- [Text provided]
»»

It has been found that the mechanical properties of the alloys can also be modified by adjusting the processing methods. Choi et al. [16] obtained a fully recrystallized microstructure with a yield strength of 550 MPa and a ductility of 50% by annealing at 600 °C for 1 h after cold rolling a 90% Fe₅₀(CoCrMnNi)₅₀ alloy. Ji et al. [17] similarly obtained a fully recrystallized microstructure by annealing at 900 °C for 2 h after cold rolling 90% FeMnCoCrNi HEAs. The yield strength and ductility were 644 MPa and 44.1%, respectively. These methods resulted in a fully recrystallized microstructure of the alloy; although the ductility was improved, the strength was not increased. Some research has shown that partial recrystallization annealing after cold rolling was designed to produce heterogeneous grain structure (HGS). This heterogeneous microstructure with different grain sizes can bring good strength–ductility synergy to high-entropy alloys. For example, Miao et al. [18] obtained a yield strength of 848.4 MPa and a ductility of 19.8% by applying a heterogeneous deformation-induced (HDI) plasticity strategy, with (CoCrFeNi)₉₄Ti₂Al₄ HEAs annealed at 800 °C for 1 h after 80% deep cold rolling. Compared with the usual grain microstructure, HGS can significantly increase the yield strength while amplifying the heterogeneous microstructure to induce strain-hardening and improve the ductility [19,20,21].

««

- [Records provided]

»»

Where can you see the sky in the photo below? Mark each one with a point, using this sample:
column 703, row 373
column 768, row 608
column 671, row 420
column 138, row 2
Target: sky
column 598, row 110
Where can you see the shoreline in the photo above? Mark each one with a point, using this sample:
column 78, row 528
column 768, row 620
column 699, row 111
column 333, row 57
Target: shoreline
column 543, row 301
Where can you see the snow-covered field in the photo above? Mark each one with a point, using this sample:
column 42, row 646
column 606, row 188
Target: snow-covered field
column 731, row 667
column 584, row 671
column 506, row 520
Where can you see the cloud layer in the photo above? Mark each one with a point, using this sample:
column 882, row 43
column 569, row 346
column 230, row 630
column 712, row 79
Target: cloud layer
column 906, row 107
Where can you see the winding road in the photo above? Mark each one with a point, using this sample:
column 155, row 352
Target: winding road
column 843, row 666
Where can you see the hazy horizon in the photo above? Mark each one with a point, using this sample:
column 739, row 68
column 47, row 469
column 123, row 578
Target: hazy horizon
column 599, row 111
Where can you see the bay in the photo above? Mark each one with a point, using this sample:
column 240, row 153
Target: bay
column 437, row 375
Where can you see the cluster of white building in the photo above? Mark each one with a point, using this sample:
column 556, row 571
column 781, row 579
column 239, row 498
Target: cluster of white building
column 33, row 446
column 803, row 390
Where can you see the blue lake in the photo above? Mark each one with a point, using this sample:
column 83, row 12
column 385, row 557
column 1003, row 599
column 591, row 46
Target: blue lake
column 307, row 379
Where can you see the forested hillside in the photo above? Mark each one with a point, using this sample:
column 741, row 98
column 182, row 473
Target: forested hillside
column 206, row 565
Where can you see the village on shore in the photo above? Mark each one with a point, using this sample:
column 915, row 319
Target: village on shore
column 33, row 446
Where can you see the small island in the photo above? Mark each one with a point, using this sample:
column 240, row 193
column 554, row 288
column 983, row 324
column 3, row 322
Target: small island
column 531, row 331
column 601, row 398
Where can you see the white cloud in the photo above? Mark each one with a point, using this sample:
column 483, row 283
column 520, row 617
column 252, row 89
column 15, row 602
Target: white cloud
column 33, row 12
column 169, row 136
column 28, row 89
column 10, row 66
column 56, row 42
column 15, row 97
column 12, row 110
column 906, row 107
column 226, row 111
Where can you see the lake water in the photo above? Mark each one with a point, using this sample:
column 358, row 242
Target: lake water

««

- [Instructions for the task]
Please carry the passage above on processing methods and the strength–ductility balance of high-entropy alloys forward from its last sentence.

- [Written answer]
In recent years, the concept of high-entropy alloys has been extended to include non-equimolar multicomponent metastable alloys, where deformation mechanisms such as deformation twins and martensitic phase transformation are activated by modulating the phase stability of the alloys, resulting in excellent ductility. However, most of the metastable alloys have high ductility but still low strength. For example, Li et al. [22] prepared a transformation-induced plasticity (TRIP) type Fe_80−xMn_xCo₁₀Cr₁₀ metastable HEAs with a dual phase microstructure (FCC+HCP). The fully recrystallized microstructure was obtained via cold rolling and annealing, and a yield strength of 330 MPa and a ductility of 70% were obtained. Similarly, Jain et al. [23] prepared fully recrystallized microstructure-metastable Fe_49.8Mn₃₀Co₁₀Cr₁₀Si_0.2 HEAs, which obtained a yield strength of 304 MPa while maintaining a ductility of 87%. Therefore, how to further improve the strength while maintaining the excellent ductility of metastable HEAs has become a hot research topic.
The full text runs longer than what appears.